▶ **Instruksi yang diberikan**
Lanjutkan cerita tentang asal-usul Air Sanih di bawah, dimulai tepat setelah kalimat terakhirnya.

▶ **Kutipan untuk dibaca**

Setelah utusan sampai di Desa Depeha, babi tersebut langsung
menghadap Ratu Ayu Manik Galih yang berstana di Pura Puseh dan menyerahkan sibuh berisi air tersebut
kepada-Nya. Setelah sibuh diterima dan diamati, ternyata di dalam sibuh yang
berisi air tersebut terdapat lintah (pacet). Ratu Ayu
Manik Galih sangat terkejut melihat binatang tersebut dan memerintahkan kepada
babi utusan itu untuk membuang sibuh beserta airnya di wilayah pantai. Dengan rasa kecewa
dan sedih babi utusan tersebut menuruti permintaan Ratu Ayu Manik Galih dan
pergi dari Desa Depeha menuju arah utara dan sampai di suatu tempat dekat
pantai (Desa Sanih). Di daerah dekat pantai itulah sibuh berisi air itu dibuang
dan secara tiba-tiba di tempat sibuh dibuang muncul sumber air yang sangat
jernih (Yeh Mumbul). Sumber air yang
masih dapat disaksikan sampai saat ini dikenal dengan nama Air Sanih.
Maksud baik dari utusan Dewi Danu ternyata mendapat
perlakuan yang tidak pantas dan merasa kecewa karena telah diperlakukan tidak
adil. Karena kesal, babi utusan itu mengeluarkan kutukan (memastu), agar suatu saat nanti apabila dilaksanakan
upacara yang dihaturkan kepada Ratu Ayu Manik Galih supaya babi yang
dipergunakan untuk sarana upacara berubah menjadi batu.
Disamping itu ditegaskan pula apabila masyarakat Desa Depeha melaksanakan suatu
upacara dan melaksanakan upacara melasti agar
nunas tirta ke Air Sanih (Yeh Mumbul).

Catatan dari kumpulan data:
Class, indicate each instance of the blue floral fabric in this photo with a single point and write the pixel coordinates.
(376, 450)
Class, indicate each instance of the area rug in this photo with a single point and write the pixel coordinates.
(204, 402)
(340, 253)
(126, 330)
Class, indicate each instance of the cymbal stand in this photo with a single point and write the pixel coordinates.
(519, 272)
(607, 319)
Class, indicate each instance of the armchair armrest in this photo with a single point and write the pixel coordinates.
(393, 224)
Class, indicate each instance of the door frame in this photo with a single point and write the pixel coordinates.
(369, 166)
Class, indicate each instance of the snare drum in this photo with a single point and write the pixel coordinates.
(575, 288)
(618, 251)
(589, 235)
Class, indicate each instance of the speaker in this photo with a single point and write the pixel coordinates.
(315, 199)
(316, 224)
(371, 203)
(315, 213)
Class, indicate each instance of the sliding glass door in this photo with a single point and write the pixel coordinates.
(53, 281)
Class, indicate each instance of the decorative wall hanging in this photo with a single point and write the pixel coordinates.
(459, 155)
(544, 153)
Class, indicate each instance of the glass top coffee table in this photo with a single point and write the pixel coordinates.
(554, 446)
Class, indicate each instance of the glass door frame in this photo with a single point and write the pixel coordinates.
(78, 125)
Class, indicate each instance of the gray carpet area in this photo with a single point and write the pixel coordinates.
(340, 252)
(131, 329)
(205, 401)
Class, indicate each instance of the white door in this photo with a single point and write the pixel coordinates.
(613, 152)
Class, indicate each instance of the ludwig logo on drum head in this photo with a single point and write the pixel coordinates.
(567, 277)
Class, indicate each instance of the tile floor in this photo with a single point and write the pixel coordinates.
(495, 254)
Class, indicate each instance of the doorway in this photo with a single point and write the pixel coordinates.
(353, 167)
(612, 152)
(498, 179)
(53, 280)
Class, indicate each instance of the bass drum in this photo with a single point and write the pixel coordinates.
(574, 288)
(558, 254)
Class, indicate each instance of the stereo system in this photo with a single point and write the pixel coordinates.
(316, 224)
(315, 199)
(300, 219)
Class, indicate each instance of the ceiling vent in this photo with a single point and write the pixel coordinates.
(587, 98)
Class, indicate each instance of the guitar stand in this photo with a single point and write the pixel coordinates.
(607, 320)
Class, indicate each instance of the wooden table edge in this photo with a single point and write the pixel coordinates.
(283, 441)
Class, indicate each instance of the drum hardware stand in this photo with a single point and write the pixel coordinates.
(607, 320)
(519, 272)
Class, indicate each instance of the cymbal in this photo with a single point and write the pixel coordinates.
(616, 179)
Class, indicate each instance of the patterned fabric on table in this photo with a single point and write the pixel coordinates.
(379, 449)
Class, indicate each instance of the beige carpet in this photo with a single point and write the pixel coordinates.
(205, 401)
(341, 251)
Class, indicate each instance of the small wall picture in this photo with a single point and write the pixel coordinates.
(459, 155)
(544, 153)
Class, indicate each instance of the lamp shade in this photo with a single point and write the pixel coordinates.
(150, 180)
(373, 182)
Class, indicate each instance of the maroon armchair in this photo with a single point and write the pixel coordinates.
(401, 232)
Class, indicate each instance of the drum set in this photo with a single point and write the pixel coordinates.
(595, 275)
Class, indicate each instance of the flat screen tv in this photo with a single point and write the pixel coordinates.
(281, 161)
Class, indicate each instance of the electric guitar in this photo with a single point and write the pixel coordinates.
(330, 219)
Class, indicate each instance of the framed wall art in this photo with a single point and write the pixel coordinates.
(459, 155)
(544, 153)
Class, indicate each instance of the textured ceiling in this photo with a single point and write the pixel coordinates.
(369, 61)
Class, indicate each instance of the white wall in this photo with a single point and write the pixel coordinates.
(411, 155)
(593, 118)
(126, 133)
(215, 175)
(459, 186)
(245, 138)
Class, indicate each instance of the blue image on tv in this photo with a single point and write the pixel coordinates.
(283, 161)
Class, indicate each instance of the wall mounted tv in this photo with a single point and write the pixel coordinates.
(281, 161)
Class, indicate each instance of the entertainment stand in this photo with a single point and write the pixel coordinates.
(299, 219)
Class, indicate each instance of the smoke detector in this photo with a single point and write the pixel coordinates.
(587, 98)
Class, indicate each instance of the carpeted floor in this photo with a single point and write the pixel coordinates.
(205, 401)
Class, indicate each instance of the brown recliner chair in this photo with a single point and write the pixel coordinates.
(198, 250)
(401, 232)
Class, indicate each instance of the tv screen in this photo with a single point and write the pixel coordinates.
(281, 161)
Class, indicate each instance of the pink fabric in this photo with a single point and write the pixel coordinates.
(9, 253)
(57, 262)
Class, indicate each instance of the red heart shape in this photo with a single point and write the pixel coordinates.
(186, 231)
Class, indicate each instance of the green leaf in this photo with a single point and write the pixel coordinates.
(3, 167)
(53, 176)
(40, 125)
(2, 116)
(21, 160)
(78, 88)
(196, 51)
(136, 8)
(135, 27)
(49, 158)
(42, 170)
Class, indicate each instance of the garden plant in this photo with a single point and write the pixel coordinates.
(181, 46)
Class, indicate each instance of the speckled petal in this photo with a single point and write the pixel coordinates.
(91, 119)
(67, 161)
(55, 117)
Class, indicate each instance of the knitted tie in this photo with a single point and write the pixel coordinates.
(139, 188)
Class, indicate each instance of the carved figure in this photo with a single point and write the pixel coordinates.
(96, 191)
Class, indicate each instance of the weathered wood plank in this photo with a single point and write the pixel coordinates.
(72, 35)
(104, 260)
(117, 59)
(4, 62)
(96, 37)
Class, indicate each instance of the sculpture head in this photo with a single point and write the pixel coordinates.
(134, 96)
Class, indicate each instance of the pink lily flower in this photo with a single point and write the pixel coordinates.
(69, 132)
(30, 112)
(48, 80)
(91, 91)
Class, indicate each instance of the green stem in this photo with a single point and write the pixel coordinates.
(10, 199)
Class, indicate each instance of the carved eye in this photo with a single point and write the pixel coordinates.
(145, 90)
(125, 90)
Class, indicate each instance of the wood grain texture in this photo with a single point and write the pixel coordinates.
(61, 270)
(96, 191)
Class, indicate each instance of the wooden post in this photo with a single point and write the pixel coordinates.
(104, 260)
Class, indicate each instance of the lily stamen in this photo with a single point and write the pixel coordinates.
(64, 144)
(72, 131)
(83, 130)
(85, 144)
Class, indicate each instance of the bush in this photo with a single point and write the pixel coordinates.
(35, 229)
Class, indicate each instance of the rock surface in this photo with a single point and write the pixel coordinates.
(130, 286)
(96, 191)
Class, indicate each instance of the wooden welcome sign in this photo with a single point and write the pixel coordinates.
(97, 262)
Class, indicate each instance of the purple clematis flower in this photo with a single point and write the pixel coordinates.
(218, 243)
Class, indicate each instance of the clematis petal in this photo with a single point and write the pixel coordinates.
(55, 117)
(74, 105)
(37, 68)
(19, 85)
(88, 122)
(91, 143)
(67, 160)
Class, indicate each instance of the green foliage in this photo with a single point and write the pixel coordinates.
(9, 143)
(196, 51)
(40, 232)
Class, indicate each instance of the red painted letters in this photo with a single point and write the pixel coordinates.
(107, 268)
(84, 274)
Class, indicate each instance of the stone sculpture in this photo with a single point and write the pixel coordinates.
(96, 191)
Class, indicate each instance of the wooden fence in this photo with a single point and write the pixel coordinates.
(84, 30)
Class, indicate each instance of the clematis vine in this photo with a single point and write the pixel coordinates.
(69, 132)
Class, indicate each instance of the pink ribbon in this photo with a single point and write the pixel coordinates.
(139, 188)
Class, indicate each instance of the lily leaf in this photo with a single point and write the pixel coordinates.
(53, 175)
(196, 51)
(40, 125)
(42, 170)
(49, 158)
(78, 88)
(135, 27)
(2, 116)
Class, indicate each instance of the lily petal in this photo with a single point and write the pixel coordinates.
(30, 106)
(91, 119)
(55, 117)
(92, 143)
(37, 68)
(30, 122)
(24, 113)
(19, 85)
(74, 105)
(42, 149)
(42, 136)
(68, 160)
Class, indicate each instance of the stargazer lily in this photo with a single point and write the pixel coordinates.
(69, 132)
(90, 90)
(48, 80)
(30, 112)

▶ **Hasilnya**
Diceriterakan pada suatu hari masyarakat Desa Depeha
sedang mempersiapkan rangkaian upacara di Pura Puseh. Rangkaian upacara di Pura
Puseh diawali dengan upacara menghaturkan pujawali kehadapan Ratu Ayu Manik
Galih. Ratu Ayu Manik Galih merupakan sakti Dewa Wisnu dalam manifestasinya
sebagai pemelihara dunia beserta isinya. Menurut kepercayaan masyarakat
setempat Ratu Ayu Manik Galih merupakan lambang kesuburan. Pujawali yang
dihaturkan ke hadapan Ratu Ayu Manik Galih dilaksanakan pada hari Purwani Purnama
Karo, sehari menjelang hari Purnama Sasih Karo yang oleh masyarakat setempat dikenal dengan
istilah Nyumun Sari. Sebelum pelaksanaan upacara, masyarakat
sudah mempersiapkan berbagai sarana upacara yang dipimpin oleh Kelian Desa Pekraman Depeha, salah
satunya adalah seekor babi yang akan digunakan untuk perlengkapan sarana
upakara. Daging babi biasanya diolah untuk berbagai olahan (masakan), seperti
untuk sate, lawar. Pada waktu babi akan disembelih oleh sekelompok masyarakat,
babi tersebut lepas dan lari menuju lembah dekat Pura Puseh yang dikenal dengan
nama Yeh Kedis (Yeh Kedas). Beberapa
orang lari mengejar babi yang lepas. Setelah sampai di lembah Yeh Kedis, salah seorang berkata ...nah ne ya celenge (ini babinya) sambil menunjuk kepada salah
satu batu yang menyerupai babi yang ada di tempat tersebut.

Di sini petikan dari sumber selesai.